Work request
Transcribe the records word for word, leaving nothing out.

··· Data section

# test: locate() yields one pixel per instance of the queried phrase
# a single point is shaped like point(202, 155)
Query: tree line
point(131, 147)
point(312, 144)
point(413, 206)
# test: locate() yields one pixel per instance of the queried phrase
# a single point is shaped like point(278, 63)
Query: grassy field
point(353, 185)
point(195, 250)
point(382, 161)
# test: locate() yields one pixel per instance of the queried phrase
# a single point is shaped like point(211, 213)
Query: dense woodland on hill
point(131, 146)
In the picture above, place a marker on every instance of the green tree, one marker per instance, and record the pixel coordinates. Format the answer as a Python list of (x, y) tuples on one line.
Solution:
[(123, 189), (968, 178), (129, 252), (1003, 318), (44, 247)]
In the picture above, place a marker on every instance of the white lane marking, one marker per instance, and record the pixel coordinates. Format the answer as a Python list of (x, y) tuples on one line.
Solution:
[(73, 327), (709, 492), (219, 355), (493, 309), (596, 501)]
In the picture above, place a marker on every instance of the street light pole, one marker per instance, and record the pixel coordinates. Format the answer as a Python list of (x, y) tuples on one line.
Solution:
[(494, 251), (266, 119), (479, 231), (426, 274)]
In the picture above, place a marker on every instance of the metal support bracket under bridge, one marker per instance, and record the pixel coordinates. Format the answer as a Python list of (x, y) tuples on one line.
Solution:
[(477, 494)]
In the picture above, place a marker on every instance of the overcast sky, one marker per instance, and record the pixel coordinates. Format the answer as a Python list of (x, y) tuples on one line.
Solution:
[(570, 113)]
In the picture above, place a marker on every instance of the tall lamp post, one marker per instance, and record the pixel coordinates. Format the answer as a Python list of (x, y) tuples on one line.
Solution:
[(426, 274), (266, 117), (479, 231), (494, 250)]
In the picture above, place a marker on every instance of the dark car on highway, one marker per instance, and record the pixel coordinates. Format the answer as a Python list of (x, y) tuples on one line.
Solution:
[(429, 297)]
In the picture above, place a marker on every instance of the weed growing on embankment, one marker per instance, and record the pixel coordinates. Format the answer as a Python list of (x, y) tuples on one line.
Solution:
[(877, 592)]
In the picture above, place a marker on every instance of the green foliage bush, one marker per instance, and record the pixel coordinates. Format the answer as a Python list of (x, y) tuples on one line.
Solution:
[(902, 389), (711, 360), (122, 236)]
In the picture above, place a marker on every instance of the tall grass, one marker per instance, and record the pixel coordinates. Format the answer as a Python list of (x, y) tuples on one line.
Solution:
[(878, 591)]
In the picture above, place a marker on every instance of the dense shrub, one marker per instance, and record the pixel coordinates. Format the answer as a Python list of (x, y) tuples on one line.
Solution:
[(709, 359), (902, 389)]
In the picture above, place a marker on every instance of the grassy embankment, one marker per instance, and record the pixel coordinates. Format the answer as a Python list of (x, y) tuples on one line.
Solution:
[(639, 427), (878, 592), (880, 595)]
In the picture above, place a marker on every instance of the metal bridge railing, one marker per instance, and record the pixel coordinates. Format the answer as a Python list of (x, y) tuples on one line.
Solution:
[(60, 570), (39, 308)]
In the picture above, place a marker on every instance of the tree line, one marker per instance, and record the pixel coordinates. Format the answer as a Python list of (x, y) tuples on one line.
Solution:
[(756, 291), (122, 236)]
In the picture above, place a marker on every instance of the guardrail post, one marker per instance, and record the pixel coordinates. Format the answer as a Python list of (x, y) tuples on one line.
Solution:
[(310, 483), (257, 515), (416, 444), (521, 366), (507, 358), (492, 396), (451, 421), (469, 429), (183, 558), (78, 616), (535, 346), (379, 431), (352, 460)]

······

Solution
# test: locate() yields one pixel per instance of the queried phrase
# a single point is shaped like point(202, 155)
Query: tree line
point(131, 147)
point(312, 144)
point(413, 206)
# test: locate() yields one pixel per instance of the queried phrase
# a single point is shaped like point(278, 63)
Query: grassy field
point(353, 185)
point(195, 250)
point(382, 161)
# test: locate() yields one pixel per instance of the queried phrase
# a single point is shaped like point(211, 213)
Query: dense woodland on hill
point(131, 146)
In the picture above, place a marker on every instance of the green tree, one marker per instance, and record the pixel coordinates. Format the answer as a Python list of (x, y) tuples on one line.
Solution:
[(123, 189), (968, 178), (129, 252), (1003, 318), (44, 247)]
In the picture above, place a marker on every instance of the white lane marking, one marker per instance, and record the pixel coordinates. Format the answer as a Python list of (x, y) tuples on one line.
Solution:
[(73, 327), (709, 492), (219, 355), (493, 309), (596, 501)]
In the picture above, place a marker on every instance of the street light pole, one marker per instance, and record the pixel coordinates. Format the answer as a Python list of (x, y) tuples on one line.
Solution:
[(494, 251), (266, 119), (479, 231), (426, 274)]
In the picture above, place a marker on every instance of the metal support bracket under bridge, one marker per instance, and record the pixel coordinates. Format the answer as a Python list of (x, y) tuples on one line.
Solution:
[(477, 494)]
In the picture above, place a marker on every instance of the overcast sky, one marker per instance, and record the pixel coordinates. Format the answer as a Python list of (x, y) tuples on one line.
Solution:
[(570, 113)]
In the picture above, place a marker on every instance of the tall lamp post, one marker per instance, and record the pixel coordinates. Format the answer as a Python list of (x, y) tuples on one line.
Solution:
[(426, 274), (266, 117), (479, 231), (494, 250)]
In the picture above, place a marker on every instance of the dark car on highway, one marker per instance, and record the pixel coordinates. Format the answer as a Python list of (x, y) tuples on one line.
Solution:
[(429, 297)]
In the picture above, place a marker on every instance of the weed growing on embankment, one marker per instance, and record the pixel coordinates. Format the answer as a Python list of (x, y) tuples on one line.
Solution:
[(877, 592)]
In the picture above, place a marker on every instance of the green foliage bush, one marker per instance, and record the pixel coordinates. Format the answer as a Python list of (x, y) tuples on one line.
Solution:
[(902, 389), (711, 360), (122, 236)]
In the picture above, place a marker on every instance of the tall grass, one marker per instance, and record the pixel coordinates. Format the answer as a Python list of (x, y) tuples on one line.
Solution:
[(878, 591)]
In the picture above, place a marker on every instance of the dense shrub, one marker per instance, and record the pixel coordinates. Format the answer as a Python list of (x, y) tuples on one line.
Solution:
[(709, 359), (902, 389)]
In the picture above, place a marker on every instance of the grassy embankment, one marker per instance, and record the pixel coordinates. Format the answer as a Python list of (x, y) tuples on one line.
Solution:
[(639, 427), (878, 592), (880, 595)]
In the picture above, place a marker on every instance of the metal bridge railing, one marker per instance, and record the pixel coordinates. Format the answer as a Python list of (x, y) tuples on one line.
Solution:
[(60, 570), (39, 308)]
In the picture above, place a marker on every instance of the tree line, one marker per instance, and record the pixel coordinates. Format the answer as a Python list of (x, y) tuples on one line.
Solution:
[(756, 291), (122, 236)]
In the picture above, place a marker on every instance of the guardrail post, one marker per instance, and record the pixel coordinates. Format the answer as a Python list of (x, y) tuples on one line.
Solution:
[(310, 483), (257, 515), (416, 444), (521, 366), (507, 358), (492, 396), (451, 421), (469, 429), (183, 558), (78, 616), (535, 346), (379, 431), (352, 460)]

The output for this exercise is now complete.